▶ _EXERCISE_:
Find the line containing "Where can you spot the small waterfall" in the material below; copy that line and all following lines exactly.

** START INFORMATION SHOWN **

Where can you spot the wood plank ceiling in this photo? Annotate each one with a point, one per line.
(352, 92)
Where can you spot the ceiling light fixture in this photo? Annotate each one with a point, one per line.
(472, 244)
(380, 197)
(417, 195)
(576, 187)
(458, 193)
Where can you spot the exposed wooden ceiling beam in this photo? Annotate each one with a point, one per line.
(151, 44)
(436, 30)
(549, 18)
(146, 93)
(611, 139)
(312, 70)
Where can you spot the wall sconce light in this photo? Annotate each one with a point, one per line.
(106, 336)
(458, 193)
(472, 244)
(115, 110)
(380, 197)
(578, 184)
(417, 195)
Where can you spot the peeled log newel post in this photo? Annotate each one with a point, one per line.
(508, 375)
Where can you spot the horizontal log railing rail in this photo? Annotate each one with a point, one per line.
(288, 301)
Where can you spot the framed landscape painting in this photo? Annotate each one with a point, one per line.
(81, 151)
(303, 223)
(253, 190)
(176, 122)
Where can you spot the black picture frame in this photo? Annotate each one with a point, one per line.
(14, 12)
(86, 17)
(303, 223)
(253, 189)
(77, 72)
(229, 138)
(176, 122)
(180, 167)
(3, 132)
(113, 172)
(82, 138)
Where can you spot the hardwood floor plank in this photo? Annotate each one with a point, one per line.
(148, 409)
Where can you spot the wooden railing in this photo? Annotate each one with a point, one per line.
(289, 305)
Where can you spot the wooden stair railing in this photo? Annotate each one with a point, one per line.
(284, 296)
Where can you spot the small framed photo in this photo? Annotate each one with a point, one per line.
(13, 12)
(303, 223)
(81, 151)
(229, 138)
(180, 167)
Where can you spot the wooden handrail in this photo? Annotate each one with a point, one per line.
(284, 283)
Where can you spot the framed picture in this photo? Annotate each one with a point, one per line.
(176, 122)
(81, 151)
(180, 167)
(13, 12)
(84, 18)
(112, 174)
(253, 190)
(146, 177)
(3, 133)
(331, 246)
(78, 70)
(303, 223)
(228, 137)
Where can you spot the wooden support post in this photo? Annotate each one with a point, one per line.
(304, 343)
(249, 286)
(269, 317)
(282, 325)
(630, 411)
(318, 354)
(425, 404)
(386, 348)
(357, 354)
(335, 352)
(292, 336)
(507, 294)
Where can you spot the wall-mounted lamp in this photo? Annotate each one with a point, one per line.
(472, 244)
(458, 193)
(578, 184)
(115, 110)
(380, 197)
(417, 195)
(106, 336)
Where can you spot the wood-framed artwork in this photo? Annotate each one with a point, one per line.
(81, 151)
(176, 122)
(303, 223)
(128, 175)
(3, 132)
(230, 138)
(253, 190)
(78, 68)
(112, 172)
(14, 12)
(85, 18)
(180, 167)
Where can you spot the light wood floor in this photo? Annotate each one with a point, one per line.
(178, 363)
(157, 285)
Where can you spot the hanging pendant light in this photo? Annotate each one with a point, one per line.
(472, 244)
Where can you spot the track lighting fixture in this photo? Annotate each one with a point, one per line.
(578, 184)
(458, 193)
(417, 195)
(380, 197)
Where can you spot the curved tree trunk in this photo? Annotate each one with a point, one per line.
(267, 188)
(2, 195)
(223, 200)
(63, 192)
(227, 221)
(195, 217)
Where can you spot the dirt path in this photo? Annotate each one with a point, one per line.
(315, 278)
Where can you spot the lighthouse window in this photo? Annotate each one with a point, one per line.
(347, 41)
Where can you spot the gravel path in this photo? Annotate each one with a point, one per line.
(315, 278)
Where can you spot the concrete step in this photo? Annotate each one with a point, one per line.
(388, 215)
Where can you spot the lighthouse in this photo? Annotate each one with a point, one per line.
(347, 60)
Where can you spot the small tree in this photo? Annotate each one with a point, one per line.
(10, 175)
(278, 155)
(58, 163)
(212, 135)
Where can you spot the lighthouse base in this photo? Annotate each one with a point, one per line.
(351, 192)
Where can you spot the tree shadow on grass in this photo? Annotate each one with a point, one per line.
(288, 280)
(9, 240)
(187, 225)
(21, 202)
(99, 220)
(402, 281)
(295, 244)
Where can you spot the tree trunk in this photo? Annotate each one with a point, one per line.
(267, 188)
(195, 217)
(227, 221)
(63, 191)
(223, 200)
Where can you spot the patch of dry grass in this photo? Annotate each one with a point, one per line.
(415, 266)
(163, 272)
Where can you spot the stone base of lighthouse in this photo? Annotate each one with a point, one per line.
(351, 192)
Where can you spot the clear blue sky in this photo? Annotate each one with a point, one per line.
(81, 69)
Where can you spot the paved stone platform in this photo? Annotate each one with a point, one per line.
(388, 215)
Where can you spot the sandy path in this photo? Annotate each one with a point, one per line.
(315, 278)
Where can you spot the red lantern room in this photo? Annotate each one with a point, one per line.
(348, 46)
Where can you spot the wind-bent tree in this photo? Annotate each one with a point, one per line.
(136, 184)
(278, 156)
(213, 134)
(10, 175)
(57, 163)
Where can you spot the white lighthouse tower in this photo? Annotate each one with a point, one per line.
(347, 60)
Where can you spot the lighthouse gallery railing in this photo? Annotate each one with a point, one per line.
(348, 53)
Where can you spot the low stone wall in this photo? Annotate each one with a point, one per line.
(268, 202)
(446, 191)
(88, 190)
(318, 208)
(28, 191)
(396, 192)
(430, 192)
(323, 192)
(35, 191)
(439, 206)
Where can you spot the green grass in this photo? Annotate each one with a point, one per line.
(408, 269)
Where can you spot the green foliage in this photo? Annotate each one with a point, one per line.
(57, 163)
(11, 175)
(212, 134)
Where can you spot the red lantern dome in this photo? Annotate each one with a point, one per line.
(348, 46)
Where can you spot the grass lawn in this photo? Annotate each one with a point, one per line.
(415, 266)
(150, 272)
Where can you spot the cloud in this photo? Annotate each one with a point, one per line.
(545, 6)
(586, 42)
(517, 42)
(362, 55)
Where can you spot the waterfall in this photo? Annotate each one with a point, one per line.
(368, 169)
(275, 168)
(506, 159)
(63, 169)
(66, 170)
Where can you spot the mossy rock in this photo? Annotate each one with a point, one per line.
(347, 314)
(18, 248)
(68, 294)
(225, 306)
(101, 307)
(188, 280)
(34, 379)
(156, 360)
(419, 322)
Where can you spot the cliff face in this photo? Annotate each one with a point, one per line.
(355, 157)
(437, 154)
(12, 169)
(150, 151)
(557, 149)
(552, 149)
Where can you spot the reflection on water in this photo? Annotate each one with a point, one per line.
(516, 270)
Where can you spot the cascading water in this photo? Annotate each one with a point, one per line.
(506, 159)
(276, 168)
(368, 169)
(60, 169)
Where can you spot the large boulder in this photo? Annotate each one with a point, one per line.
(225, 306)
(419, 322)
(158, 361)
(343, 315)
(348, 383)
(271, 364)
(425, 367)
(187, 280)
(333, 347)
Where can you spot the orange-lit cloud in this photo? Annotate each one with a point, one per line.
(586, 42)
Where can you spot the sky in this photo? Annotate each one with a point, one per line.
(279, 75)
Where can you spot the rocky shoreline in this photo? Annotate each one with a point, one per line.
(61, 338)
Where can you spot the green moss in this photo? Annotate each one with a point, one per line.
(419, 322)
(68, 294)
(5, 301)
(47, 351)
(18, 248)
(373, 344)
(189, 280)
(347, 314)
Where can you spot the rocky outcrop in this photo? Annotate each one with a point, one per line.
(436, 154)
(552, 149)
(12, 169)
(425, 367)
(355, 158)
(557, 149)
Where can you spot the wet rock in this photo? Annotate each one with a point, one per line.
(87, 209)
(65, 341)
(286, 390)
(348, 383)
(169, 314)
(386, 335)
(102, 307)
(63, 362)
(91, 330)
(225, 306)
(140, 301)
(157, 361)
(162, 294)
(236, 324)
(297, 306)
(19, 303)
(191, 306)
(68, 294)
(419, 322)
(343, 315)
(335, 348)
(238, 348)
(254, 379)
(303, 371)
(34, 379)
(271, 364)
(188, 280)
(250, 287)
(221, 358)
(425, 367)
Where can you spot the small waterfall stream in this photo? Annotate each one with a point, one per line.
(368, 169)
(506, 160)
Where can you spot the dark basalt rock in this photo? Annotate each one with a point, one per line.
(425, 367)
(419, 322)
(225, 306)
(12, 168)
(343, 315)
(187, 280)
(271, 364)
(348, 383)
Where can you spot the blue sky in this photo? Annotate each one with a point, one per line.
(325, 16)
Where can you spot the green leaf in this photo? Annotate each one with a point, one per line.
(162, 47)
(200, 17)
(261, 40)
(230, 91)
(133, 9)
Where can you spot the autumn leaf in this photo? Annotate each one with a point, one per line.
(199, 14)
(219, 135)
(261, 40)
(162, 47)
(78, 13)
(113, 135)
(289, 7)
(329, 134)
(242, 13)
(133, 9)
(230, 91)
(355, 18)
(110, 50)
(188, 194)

** END INFORMATION SHOWN **

▶ _SOLUTION FOR THIS EXERCISE_:
Where can you spot the small waterfall stream in this photo? Annotate each one with a point, one per line.
(368, 169)
(506, 160)
Where can you spot the dark basalt rock in this photo? Annotate each one with a point, one per line.
(425, 367)
(419, 322)
(225, 306)
(12, 168)
(343, 315)
(187, 280)
(271, 364)
(348, 383)
Where can you spot the blue sky in this photo? Annotate each one with a point, one per line.
(325, 16)
Where can you spot the green leaf in this photo? Annotate each one with a point, one per line.
(162, 47)
(200, 17)
(261, 40)
(230, 91)
(133, 9)
Where can you spot the autumn leaf in this photo? Annotate each one with a point, one per line.
(199, 14)
(219, 135)
(261, 40)
(162, 47)
(78, 13)
(113, 135)
(289, 7)
(329, 134)
(242, 13)
(133, 9)
(230, 91)
(355, 18)
(110, 50)
(188, 194)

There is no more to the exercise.